## Data
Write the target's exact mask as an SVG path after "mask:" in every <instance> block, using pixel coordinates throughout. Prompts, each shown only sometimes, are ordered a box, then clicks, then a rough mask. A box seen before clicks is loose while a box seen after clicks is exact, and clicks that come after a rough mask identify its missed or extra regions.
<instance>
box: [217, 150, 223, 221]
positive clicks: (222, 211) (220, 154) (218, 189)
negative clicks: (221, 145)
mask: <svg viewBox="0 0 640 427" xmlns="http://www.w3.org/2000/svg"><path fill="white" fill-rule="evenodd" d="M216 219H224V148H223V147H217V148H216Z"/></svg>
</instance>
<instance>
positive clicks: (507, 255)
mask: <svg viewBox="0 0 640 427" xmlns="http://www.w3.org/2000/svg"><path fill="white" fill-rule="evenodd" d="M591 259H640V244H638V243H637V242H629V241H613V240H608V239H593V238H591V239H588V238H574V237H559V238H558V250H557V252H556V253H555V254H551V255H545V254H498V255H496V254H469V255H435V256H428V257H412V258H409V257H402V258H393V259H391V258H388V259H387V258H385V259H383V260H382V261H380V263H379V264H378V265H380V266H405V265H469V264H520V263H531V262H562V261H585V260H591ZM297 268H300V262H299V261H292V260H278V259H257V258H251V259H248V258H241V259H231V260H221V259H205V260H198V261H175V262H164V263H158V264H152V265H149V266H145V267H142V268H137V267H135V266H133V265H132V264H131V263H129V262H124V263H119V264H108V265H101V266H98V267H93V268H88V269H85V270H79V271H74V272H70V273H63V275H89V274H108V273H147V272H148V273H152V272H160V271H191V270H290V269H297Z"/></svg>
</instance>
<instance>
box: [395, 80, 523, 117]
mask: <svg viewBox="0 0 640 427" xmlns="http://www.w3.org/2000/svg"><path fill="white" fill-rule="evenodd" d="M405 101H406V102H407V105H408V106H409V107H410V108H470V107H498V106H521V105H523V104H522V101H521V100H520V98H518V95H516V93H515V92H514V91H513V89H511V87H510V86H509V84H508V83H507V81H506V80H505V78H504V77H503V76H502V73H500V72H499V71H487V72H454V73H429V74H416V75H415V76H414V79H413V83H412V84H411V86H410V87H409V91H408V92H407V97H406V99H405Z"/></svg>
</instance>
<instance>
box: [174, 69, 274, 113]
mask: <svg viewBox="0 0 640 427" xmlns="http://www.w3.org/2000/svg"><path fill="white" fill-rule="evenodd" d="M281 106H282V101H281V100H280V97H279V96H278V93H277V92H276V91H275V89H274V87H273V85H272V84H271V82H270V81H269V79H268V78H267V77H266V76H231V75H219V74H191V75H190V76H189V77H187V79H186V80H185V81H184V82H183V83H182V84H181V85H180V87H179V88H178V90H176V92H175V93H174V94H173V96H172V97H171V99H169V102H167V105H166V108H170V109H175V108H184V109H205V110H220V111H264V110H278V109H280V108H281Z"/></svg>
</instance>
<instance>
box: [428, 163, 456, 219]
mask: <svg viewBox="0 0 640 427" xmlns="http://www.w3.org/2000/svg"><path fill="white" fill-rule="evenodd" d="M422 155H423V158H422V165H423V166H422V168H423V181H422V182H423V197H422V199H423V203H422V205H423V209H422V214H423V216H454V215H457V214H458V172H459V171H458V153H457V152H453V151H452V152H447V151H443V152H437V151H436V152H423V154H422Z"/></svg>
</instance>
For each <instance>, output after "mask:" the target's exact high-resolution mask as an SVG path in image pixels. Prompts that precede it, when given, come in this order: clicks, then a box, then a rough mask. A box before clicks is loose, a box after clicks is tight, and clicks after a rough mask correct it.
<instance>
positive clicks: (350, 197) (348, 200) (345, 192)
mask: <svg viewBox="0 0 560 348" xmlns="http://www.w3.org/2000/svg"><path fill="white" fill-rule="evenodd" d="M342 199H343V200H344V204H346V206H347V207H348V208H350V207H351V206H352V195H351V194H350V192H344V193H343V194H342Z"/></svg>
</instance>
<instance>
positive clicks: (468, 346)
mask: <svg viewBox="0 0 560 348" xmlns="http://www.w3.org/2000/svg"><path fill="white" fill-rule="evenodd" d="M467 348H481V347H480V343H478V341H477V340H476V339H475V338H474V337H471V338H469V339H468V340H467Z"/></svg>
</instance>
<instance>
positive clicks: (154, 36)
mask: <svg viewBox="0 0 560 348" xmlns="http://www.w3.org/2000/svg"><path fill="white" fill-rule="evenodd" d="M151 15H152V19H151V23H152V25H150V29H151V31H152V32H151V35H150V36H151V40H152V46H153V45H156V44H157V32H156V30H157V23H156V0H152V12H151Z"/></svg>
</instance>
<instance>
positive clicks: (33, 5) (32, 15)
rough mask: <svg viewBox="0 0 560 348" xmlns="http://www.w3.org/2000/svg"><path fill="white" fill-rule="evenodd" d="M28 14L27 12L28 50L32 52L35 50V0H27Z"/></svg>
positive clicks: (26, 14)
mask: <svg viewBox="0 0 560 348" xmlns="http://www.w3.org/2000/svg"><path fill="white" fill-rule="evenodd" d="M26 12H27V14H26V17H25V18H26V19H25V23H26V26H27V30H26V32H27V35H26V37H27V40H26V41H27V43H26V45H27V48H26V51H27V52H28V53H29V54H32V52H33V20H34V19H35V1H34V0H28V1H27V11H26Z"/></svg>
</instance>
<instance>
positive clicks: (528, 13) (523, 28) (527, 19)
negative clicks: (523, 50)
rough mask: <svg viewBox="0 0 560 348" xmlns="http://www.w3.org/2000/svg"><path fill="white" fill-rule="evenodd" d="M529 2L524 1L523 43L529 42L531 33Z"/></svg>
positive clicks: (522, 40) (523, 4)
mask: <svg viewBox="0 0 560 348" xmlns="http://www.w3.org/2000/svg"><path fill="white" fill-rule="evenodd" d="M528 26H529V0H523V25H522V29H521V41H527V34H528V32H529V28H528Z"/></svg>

## Problem to solve
Lay out every row above as a Markdown table with two columns, No. and Text, where No. numbers the rows in order and Text holds each row. Leave out any blank rows.

## Result of the task
| No. | Text |
|---|---|
| 1 | Write the target's exact mask as an SVG path after "mask:" in every <instance> block, using pixel coordinates throughout. Prompts, each shown only sometimes, are ordered a box, then clicks, then a rough mask. A box seen before clicks is loose while a box seen after clicks is exact, and clicks that come after a rough mask identify its missed or extra regions. |
| 2 | <instance> |
| 3 | box: [217, 150, 223, 221] |
| 4 | positive clicks: (222, 211) (220, 154) (218, 189) |
| 5 | negative clicks: (221, 145) |
| 6 | mask: <svg viewBox="0 0 640 427" xmlns="http://www.w3.org/2000/svg"><path fill="white" fill-rule="evenodd" d="M216 219H224V148H223V147H217V148H216Z"/></svg> |
| 7 | </instance> |
| 8 | <instance> |
| 9 | positive clicks: (507, 255) |
| 10 | mask: <svg viewBox="0 0 640 427" xmlns="http://www.w3.org/2000/svg"><path fill="white" fill-rule="evenodd" d="M591 259H640V244H638V243H637V242H629V241H613V240H608V239H593V238H591V239H588V238H574V237H559V238H558V250H557V252H556V253H555V254H551V255H545V254H498V255H496V254H469V255H435V256H428V257H412V258H409V257H402V258H393V259H391V258H388V259H387V258H385V259H383V260H382V261H380V263H379V264H378V265H380V266H405V265H469V264H520V263H531V262H562V261H585V260H591ZM297 268H300V262H299V261H292V260H278V259H257V258H251V259H248V258H241V259H231V260H221V259H205V260H198V261H175V262H164V263H158V264H152V265H149V266H145V267H142V268H137V267H135V266H133V265H132V264H131V263H129V262H124V263H119V264H108V265H101V266H98V267H93V268H88V269H85V270H79V271H74V272H70V273H63V275H89V274H108V273H147V272H148V273H152V272H160V271H191V270H290V269H297Z"/></svg> |
| 11 | </instance> |
| 12 | <instance> |
| 13 | box: [395, 80, 523, 117] |
| 14 | mask: <svg viewBox="0 0 640 427" xmlns="http://www.w3.org/2000/svg"><path fill="white" fill-rule="evenodd" d="M405 101H406V102H407V105H408V106H409V107H410V108H470V107H498V106H521V105H523V104H522V101H521V100H520V98H518V95H516V93H515V92H514V91H513V89H511V87H510V86H509V84H508V83H507V81H506V80H505V78H504V77H503V76H502V73H500V72H499V71H487V72H454V73H429V74H416V75H415V76H414V79H413V83H412V84H411V86H410V87H409V91H408V92H407V97H406V99H405Z"/></svg> |
| 15 | </instance> |
| 16 | <instance> |
| 17 | box: [174, 69, 274, 113] |
| 18 | mask: <svg viewBox="0 0 640 427" xmlns="http://www.w3.org/2000/svg"><path fill="white" fill-rule="evenodd" d="M281 106H282V101H281V100H280V97H279V96H278V93H277V92H276V91H275V89H274V87H273V85H272V84H271V82H270V81H269V79H268V78H267V77H266V76H231V75H219V74H191V75H190V76H189V77H187V79H186V80H185V81H184V82H183V83H182V84H181V85H180V87H179V88H178V90H176V92H175V93H174V94H173V96H172V97H171V99H169V102H167V105H166V108H170V109H175V108H184V109H205V110H220V111H264V110H278V109H280V108H281Z"/></svg> |
| 19 | </instance> |
| 20 | <instance> |
| 21 | box: [428, 163, 456, 219] |
| 22 | mask: <svg viewBox="0 0 640 427" xmlns="http://www.w3.org/2000/svg"><path fill="white" fill-rule="evenodd" d="M422 155H423V158H422V165H423V166H422V168H423V181H422V182H423V197H422V199H423V203H422V205H423V209H422V214H423V216H454V215H457V214H458V172H459V171H458V153H457V152H453V151H452V152H447V151H443V152H437V151H436V152H423V154H422Z"/></svg> |
| 23 | </instance> |
| 24 | For each <instance>, output after "mask:" the target's exact high-resolution mask as an SVG path in image pixels. Prompts that precede it, when given, come in this order: clicks, then a box, then a rough mask. A box before clicks is loose, a box after clicks is tight, and clicks after a rough mask correct it. |
| 25 | <instance> |
| 26 | positive clicks: (350, 197) (348, 200) (345, 192) |
| 27 | mask: <svg viewBox="0 0 560 348" xmlns="http://www.w3.org/2000/svg"><path fill="white" fill-rule="evenodd" d="M342 199H343V200H344V204H346V206H347V207H348V208H350V207H351V206H352V195H351V194H350V192H344V193H343V194H342Z"/></svg> |
| 28 | </instance> |
| 29 | <instance> |
| 30 | positive clicks: (468, 346) |
| 31 | mask: <svg viewBox="0 0 560 348" xmlns="http://www.w3.org/2000/svg"><path fill="white" fill-rule="evenodd" d="M467 348H481V347H480V343H478V341H477V340H476V339H475V338H474V337H471V338H469V339H468V340H467Z"/></svg> |
| 32 | </instance> |
| 33 | <instance> |
| 34 | positive clicks: (154, 36) |
| 35 | mask: <svg viewBox="0 0 560 348" xmlns="http://www.w3.org/2000/svg"><path fill="white" fill-rule="evenodd" d="M151 15H152V19H151V23H152V25H150V29H151V31H152V32H151V35H150V36H151V40H152V46H153V45H156V44H157V32H156V30H157V23H156V0H152V12H151Z"/></svg> |
| 36 | </instance> |
| 37 | <instance> |
| 38 | positive clicks: (33, 5) (32, 15) |
| 39 | rough mask: <svg viewBox="0 0 560 348" xmlns="http://www.w3.org/2000/svg"><path fill="white" fill-rule="evenodd" d="M28 14L27 12L28 50L32 52L35 50V0H27Z"/></svg> |
| 40 | positive clicks: (26, 14) |
| 41 | mask: <svg viewBox="0 0 560 348" xmlns="http://www.w3.org/2000/svg"><path fill="white" fill-rule="evenodd" d="M26 12H27V14H26V17H25V18H26V19H25V23H26V26H27V30H26V32H27V35H26V37H27V40H26V41H27V43H26V45H27V48H26V51H27V52H28V53H29V54H32V52H33V20H34V19H35V1H34V0H28V1H27V11H26Z"/></svg> |
| 42 | </instance> |
| 43 | <instance> |
| 44 | positive clicks: (528, 13) (523, 28) (527, 19) |
| 45 | negative clicks: (523, 50) |
| 46 | rough mask: <svg viewBox="0 0 560 348" xmlns="http://www.w3.org/2000/svg"><path fill="white" fill-rule="evenodd" d="M529 2L524 1L523 43L529 42L531 33Z"/></svg> |
| 47 | positive clicks: (522, 40) (523, 4) |
| 48 | mask: <svg viewBox="0 0 560 348" xmlns="http://www.w3.org/2000/svg"><path fill="white" fill-rule="evenodd" d="M528 26H529V0H523V25H522V29H521V41H527V34H528V32H529V28H528Z"/></svg> |